• [本文]

Gitを導入したい
本記事はGitを導入しようと思うが、コマンドラインに慣れていない、バージョン管理システムを使うのは初めてだという人向けに書きました。
また主に1人でGitを使うことを想定しています。あまり範囲が広いと理解が困難になるので、説明は1人で使うにあたって必要最低限の要件に収めているつもりです。
Gitとは
Gitは分散型バージョン管理システム
バージョン管理システムは開発の履歴を管理することができる仕組みのこと。
管理対象はどんな種類のプログラミング言語・プロジェクトでも構わないです(はず)。だからwebサイト開発(html,css,js,phpなど)だろうが、アプリ開発(swift,Ruby,python等)だろうが、組み込み開発(C/C++,java等)だろうが、会計システム開発(cobol等)だろうが管理可能ですよ。
バージョン管理システムでプロジェクトを管理すると、どこでどのようにどんな変更・修正が加えられたのかが整理され、前のバージョンに容易に戻ることもできるので効率よく、かつソースコードに混乱をきたさなくて済むようになっています。
Gitは分散バージョン管理システムと呼ばれます。Gitではリポジトリ(後述)からローカルにリポジトリクローンを得ることで作業を進める。開発者ごとにリポジトリが分散するので分散型と呼ばれる所以です。Gitは分散型であるからこその恩恵を受けやすいバージョン管理システムです。
Gitが作られた経緯
GitはLinuxのカーネル開発を効率的に行う為に生み出されました。もともとLinuxのカーネル開発には別なシステムバージョン管理システムが使われていたのだそうです。
しかし、既存のバージョン管理システムでは具合が悪かったようで、新たにバージョン管理システムを生み出す必要がでてきたようです。そこでLinuxの開発者であるリーナストーバル氏が新しいバージョン管理システムを開発するに至ります。

• [バウンディングボックスデータの抜粋]
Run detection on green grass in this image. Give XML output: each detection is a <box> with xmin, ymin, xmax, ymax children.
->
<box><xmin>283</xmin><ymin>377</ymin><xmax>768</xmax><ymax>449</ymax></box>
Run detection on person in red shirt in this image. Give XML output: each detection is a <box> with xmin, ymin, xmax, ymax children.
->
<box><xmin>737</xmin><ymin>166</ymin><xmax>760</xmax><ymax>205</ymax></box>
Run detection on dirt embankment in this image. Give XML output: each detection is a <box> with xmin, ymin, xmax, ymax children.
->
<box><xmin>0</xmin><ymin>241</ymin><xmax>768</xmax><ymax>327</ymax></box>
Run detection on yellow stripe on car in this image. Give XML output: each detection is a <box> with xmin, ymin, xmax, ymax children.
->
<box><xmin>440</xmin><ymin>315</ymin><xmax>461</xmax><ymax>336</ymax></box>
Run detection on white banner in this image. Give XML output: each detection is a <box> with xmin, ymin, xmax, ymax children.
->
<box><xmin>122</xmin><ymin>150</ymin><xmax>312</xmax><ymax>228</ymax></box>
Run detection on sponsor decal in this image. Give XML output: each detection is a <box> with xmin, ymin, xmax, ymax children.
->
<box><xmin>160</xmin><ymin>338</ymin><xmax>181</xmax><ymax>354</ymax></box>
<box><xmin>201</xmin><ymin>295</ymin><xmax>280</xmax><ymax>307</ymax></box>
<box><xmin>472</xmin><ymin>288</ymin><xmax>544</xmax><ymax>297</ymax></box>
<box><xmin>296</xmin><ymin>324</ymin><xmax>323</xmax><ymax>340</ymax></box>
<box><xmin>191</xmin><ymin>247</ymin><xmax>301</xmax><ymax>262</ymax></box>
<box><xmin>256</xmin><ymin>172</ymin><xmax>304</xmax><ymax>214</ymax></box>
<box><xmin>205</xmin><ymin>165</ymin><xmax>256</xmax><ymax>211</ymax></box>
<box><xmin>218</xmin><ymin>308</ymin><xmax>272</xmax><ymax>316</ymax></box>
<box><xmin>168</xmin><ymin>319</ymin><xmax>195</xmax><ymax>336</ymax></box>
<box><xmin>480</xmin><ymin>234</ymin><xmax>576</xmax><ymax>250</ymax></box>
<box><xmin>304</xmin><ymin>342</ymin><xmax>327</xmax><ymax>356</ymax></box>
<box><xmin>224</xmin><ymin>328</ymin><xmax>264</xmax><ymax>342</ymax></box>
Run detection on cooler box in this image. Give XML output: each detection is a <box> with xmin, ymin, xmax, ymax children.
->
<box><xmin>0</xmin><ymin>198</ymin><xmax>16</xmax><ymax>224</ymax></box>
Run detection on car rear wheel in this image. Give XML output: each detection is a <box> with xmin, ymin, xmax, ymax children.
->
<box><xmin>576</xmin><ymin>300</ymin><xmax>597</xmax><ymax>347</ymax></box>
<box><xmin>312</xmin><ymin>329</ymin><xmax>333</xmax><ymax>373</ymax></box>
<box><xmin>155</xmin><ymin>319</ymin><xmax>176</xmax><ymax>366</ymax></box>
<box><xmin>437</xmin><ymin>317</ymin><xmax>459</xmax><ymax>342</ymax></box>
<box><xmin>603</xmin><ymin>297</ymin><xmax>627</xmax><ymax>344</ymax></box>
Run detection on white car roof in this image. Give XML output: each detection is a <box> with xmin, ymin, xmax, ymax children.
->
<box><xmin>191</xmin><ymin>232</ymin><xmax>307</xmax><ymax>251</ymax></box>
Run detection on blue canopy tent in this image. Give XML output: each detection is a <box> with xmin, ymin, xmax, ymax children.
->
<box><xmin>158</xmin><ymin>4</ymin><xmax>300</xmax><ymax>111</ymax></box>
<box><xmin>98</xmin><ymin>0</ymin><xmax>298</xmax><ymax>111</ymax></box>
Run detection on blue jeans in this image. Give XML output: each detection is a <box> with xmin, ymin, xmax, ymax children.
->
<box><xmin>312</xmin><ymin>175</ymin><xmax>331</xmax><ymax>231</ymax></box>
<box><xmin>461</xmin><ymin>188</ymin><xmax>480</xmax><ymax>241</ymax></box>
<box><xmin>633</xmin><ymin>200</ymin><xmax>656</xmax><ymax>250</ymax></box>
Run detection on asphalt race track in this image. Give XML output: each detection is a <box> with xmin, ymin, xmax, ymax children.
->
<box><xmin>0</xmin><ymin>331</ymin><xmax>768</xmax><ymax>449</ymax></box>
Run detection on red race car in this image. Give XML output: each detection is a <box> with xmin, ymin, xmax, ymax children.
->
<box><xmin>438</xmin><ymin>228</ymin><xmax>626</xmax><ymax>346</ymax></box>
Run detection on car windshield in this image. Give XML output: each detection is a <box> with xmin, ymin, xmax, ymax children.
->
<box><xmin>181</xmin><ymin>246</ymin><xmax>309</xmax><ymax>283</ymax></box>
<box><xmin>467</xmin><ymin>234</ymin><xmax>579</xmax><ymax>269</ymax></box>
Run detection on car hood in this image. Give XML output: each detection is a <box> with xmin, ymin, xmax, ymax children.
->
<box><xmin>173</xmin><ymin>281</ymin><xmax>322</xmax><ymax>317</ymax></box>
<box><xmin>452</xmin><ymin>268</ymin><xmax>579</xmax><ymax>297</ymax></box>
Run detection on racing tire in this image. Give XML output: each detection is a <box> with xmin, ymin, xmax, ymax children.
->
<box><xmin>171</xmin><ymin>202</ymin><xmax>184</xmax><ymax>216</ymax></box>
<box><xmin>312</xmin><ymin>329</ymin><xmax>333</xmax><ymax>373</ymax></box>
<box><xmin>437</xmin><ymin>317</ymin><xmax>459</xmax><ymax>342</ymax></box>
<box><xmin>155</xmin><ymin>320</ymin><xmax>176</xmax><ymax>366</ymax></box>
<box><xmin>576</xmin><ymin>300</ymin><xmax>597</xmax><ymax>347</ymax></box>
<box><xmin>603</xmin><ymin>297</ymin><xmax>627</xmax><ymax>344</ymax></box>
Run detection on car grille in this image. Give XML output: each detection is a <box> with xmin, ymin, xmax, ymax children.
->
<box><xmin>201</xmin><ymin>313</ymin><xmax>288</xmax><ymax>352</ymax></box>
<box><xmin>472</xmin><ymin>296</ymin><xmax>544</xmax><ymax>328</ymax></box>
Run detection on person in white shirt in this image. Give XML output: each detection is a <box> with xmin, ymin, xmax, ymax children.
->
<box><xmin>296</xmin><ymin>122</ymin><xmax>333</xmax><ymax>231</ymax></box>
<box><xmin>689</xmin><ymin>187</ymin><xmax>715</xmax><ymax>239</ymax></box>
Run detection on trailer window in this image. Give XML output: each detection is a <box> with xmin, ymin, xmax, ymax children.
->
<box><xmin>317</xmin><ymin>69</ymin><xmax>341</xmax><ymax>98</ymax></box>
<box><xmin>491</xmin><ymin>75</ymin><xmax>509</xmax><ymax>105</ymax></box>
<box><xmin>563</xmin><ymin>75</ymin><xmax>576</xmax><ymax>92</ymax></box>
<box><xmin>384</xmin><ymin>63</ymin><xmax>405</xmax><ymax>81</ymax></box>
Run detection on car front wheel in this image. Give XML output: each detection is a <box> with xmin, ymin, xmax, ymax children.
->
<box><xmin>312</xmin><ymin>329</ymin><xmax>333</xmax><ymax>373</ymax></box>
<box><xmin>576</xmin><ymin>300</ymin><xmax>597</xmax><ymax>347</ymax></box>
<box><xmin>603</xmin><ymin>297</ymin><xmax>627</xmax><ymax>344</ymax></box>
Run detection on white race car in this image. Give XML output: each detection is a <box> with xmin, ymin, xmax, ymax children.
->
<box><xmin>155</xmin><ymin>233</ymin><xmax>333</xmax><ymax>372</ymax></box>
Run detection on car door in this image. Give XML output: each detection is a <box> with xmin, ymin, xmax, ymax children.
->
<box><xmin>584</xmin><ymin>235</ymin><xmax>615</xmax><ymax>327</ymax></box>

• [設問内容]
a – 本文によると、Gitはもともと何のために作られましたか？
b – 記録のうち、「Run detection on car front」を含む行から記録の最後までの部分を、「Run detection on」をすべて「Locate」に置き換えて書き直してください。ほかの箇所は変えないでください。
本文と記録は、それぞれ別の出典から取られています。

• [期待される結果]
a – Linuxのカーネル開発を効率的に行うためです。

b –
Locate car front wheel in this image. Give XML output: each detection is a <box> with xmin, ymin, xmax, ymax children.
->
<box><xmin>312</xmin><ymin>329</ymin><xmax>333</xmax><ymax>373</ymax></box>
<box><xmin>576</xmin><ymin>300</ymin><xmax>597</xmax><ymax>347</ymax></box>
<box><xmin>603</xmin><ymin>297</ymin><xmax>627</xmax><ymax>344</ymax></box>
Locate white race car in this image. Give XML output: each detection is a <box> with xmin, ymin, xmax, ymax children.
->
<box><xmin>155</xmin><ymin>233</ymin><xmax>333</xmax><ymax>372</ymax></box>
Locate car door in this image. Give XML output: each detection is a <box> with xmin, ymin, xmax, ymax children.
->
<box><xmin>584</xmin><ymin>235</ymin><xmax>615</xmax><ymax>327</ymax></box>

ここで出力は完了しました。